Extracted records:
------------------------

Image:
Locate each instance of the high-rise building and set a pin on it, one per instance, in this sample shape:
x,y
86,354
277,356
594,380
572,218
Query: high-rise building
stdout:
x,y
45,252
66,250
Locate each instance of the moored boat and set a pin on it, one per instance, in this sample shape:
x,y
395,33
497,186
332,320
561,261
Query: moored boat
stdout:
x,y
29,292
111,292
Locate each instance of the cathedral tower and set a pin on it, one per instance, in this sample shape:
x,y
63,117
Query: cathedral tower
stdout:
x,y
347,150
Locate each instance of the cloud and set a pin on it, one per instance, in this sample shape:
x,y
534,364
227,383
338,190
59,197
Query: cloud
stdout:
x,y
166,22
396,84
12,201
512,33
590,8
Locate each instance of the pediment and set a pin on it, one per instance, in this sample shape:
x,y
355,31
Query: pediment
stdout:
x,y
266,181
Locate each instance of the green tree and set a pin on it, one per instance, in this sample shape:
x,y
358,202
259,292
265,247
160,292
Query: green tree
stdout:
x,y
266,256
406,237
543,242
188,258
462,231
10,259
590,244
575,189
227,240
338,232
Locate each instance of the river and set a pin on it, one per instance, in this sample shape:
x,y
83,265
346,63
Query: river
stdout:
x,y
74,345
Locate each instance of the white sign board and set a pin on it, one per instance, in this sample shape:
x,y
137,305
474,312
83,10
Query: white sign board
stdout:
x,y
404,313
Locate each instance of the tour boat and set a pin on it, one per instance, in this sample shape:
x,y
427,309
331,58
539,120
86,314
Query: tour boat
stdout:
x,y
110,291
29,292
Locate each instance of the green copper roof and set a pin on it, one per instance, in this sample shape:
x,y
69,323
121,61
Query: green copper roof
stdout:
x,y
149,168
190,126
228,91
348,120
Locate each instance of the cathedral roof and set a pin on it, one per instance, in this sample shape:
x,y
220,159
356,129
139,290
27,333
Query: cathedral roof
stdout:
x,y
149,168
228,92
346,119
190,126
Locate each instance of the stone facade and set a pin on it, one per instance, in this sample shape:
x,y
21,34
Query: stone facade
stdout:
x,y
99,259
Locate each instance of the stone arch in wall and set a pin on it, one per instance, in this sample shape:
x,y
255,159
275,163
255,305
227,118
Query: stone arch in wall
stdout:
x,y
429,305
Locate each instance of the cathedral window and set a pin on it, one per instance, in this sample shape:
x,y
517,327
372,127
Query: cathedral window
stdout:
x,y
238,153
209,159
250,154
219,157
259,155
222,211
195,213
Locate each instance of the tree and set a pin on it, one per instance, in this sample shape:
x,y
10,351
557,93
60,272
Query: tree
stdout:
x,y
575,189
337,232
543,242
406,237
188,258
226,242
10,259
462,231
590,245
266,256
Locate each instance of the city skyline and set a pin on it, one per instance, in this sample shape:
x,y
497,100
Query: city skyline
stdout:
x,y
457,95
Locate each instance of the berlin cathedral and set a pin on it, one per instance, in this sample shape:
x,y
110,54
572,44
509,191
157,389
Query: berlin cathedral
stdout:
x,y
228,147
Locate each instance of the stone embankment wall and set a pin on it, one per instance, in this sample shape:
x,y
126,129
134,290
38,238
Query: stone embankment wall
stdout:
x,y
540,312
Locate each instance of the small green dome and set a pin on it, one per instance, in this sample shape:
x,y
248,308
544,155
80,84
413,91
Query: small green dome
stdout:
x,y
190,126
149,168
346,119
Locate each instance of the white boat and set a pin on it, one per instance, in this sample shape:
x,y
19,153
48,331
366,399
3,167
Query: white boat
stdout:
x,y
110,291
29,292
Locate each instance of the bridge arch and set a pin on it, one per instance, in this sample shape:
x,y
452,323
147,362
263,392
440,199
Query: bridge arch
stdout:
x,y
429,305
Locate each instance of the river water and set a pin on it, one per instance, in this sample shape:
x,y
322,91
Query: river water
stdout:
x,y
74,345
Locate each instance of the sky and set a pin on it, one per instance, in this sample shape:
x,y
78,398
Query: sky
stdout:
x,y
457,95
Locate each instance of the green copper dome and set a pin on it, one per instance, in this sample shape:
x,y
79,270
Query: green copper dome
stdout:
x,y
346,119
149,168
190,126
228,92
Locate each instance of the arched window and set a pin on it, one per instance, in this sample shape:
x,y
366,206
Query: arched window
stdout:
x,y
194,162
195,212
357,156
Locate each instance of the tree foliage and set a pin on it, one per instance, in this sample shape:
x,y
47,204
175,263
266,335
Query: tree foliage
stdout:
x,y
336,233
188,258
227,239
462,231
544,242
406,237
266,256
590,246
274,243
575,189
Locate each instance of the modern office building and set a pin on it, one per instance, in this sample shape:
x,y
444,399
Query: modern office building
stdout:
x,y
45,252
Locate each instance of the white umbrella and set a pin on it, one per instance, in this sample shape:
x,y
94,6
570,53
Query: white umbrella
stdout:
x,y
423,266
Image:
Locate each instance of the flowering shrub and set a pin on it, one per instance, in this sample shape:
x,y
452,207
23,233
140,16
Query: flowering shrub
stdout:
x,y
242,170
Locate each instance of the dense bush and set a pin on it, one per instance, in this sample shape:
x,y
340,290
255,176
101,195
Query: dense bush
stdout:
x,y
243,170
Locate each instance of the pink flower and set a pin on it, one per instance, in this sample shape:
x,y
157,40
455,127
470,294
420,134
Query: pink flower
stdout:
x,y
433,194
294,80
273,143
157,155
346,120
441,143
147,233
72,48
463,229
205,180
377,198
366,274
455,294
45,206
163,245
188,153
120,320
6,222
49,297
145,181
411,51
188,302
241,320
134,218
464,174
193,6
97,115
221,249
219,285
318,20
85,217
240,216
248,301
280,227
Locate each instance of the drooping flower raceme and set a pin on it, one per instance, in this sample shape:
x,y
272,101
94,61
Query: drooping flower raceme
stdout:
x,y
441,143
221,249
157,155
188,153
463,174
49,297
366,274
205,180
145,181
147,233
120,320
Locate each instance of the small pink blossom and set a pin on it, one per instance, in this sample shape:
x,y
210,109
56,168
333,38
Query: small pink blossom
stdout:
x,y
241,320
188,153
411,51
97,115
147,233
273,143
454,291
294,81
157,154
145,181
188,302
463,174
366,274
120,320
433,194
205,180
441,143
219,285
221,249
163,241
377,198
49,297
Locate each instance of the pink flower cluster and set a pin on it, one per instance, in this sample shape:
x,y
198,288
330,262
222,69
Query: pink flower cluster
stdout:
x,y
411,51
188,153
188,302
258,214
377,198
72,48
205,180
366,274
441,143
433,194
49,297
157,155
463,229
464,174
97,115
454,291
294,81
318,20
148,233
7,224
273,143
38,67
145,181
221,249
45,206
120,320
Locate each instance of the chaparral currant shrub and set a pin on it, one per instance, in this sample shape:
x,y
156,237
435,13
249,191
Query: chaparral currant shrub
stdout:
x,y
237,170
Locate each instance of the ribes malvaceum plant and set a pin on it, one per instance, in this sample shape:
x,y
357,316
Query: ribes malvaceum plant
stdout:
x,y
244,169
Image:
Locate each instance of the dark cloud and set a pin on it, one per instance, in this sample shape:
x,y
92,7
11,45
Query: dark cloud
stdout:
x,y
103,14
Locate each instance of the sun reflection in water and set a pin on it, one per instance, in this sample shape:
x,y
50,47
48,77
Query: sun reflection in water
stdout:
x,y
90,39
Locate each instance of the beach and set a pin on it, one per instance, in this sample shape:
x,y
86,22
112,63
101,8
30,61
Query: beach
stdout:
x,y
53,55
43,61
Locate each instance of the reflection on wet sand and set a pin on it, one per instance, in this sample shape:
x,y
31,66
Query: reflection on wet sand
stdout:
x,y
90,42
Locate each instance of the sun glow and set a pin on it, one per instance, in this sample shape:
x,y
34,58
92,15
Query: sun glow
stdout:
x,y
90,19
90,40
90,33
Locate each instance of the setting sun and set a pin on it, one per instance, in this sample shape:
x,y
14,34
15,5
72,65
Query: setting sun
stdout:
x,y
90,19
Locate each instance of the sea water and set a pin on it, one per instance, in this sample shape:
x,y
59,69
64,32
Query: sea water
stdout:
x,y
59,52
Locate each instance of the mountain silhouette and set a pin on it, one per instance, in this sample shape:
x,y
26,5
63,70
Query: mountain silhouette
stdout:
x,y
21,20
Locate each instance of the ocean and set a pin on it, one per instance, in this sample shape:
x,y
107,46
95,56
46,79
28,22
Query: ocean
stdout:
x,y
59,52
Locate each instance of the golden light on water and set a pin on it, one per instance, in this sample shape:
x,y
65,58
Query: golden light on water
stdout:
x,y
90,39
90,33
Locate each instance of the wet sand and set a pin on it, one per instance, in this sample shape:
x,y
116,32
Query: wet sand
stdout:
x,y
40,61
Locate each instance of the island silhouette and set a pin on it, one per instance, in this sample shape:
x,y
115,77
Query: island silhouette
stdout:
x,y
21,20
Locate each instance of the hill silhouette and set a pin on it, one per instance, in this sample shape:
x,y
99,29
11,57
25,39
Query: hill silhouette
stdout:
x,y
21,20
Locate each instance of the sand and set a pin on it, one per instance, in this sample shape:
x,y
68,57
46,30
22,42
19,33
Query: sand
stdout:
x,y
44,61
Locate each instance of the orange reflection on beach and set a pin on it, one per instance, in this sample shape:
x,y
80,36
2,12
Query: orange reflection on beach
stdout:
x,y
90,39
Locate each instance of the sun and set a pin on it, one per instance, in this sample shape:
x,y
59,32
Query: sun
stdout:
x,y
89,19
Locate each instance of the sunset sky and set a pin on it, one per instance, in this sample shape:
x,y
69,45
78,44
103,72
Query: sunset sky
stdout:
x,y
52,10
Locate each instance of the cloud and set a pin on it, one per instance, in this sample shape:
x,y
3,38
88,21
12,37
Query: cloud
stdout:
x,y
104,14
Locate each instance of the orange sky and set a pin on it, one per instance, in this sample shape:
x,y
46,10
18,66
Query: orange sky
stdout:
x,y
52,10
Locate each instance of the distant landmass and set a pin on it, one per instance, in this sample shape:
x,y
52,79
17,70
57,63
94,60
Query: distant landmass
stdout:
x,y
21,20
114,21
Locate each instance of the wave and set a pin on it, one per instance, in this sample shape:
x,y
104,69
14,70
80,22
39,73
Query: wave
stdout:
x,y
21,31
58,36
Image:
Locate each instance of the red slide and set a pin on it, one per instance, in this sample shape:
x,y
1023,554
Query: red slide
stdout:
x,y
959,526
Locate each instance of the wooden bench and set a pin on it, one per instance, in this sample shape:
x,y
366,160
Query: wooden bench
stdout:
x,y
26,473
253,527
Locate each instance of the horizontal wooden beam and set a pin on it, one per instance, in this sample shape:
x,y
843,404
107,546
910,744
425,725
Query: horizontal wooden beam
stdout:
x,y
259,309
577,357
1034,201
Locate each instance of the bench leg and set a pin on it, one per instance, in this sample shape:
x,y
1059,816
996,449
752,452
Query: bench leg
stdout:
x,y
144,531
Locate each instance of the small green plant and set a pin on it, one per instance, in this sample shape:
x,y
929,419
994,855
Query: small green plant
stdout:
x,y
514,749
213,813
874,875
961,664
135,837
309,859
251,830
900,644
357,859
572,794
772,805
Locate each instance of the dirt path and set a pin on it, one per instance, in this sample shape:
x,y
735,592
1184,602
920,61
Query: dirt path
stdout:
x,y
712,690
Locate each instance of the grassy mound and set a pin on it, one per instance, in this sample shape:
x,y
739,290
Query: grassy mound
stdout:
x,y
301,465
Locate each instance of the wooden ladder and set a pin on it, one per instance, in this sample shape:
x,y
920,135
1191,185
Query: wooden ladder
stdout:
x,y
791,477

------------------------

**Description of the task**
Starting at the line that contains "Locate each instance of the small green plant", quote each remaining line of the entries above, unchanged.

**Answer below**
Locate each instance of the small green plant and set a pin on it, one per instance, in this sample shape:
x,y
929,419
994,855
Query: small green plant
stdout:
x,y
514,749
213,813
874,875
961,664
135,837
309,859
251,830
900,644
357,859
572,794
772,805
Locate each instance of the dirt path and set a pin on it, one per instance, in this sample shape:
x,y
735,592
1184,602
920,61
Query: dirt path
stdout:
x,y
712,690
Locate each instance of the grassy mound and set a pin on it, one per instance, in this sample shape:
x,y
739,290
Query: grassy mound
stdout:
x,y
301,465
Locate each instance of the wooden ladder and set a pin on it, one per instance, in this sample shape:
x,y
920,135
1191,185
Query: wooden ladder
stdout:
x,y
791,477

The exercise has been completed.